• TEXT SHOWN
Researchers at Rutgers University have found that liver cancer can be driven in part by the liver’s failure to dispose of nitrogen waste and that reducing dietary protein may slow tumor growth in people whose livers are already impaired. In a study published in Science Advances, the team found that repressed expression of urea cycle enzymes (UCEs) impairs the functioning of the liver’s ammonia waste-handling machinery which then promotes tumor development by feeding metabolic pathways cancer cells rely on to thrive.
“If you have liver disease or damage that prevents your liver from functioning correctly, you should seriously consider reducing your protein intake to lower the risk of developing liver cancer,” said senior author Wei-Xing Zong, PhD, a distinguished professor at the Rutgers Ernest Mario School of Pharmacy and a member of Rutgers Cancer Institute.

• SOURCE DATA
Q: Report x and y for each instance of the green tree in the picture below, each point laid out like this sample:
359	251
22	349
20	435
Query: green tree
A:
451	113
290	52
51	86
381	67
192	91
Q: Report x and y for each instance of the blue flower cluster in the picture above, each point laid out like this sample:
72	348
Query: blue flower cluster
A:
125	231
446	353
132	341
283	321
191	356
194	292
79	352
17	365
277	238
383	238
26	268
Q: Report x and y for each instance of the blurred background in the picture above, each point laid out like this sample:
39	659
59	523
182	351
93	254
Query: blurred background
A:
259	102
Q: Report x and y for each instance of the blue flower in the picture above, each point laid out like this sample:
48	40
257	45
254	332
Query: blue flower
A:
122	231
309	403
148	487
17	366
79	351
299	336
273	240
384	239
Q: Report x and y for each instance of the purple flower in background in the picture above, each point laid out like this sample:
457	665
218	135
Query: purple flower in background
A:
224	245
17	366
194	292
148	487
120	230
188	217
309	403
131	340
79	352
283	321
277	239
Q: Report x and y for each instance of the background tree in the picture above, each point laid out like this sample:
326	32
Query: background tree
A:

• TASKS AND EXERCISES
1 > Say whether each statement agrees with the text on liver cancer, answering yes or no and quoting the deciding words: (a) The study appeared in Science Advances. (b) The team found that increased expression of urea cycle enzymes promotes tumor development. (c) Wei-Xing Zong is a member of Rutgers Cancer Institute.
2 > Transcribe the text on liver cancer from "Researchers at Rutgers" to "Rutgers Cancer Institute." with no changes.
The listing comes from a source unrelated to the text on liver cancer.

• RESPONSES PER TASK
1 >
(a) Yes: "In a study published in Science Advances"
(b) No: "repressed expression of urea cycle enzymes (UCEs)"
(c) Yes: "a member of Rutgers Cancer Institute"

2 >
Researchers at Rutgers University have found that liver cancer can be driven in part by the liver’s failure to dispose of nitrogen waste and that reducing dietary protein may slow tumor growth in people whose livers are already impaired. In a study published in Science Advances, the team found that repressed expression of urea cycle enzymes (UCEs) impairs the functioning of the liver’s ammonia waste-handling machinery which then promotes tumor development by feeding metabolic pathways cancer cells rely on to thrive.
“If you have liver disease or damage that prevents your liver from functioning correctly, you should seriously consider reducing your protein intake to lower the risk of developing liver cancer,” said senior author Wei-Xing Zong, PhD, a distinguished professor at the Rutgers Ernest Mario School of Pharmacy and a member of Rutgers Cancer Institute.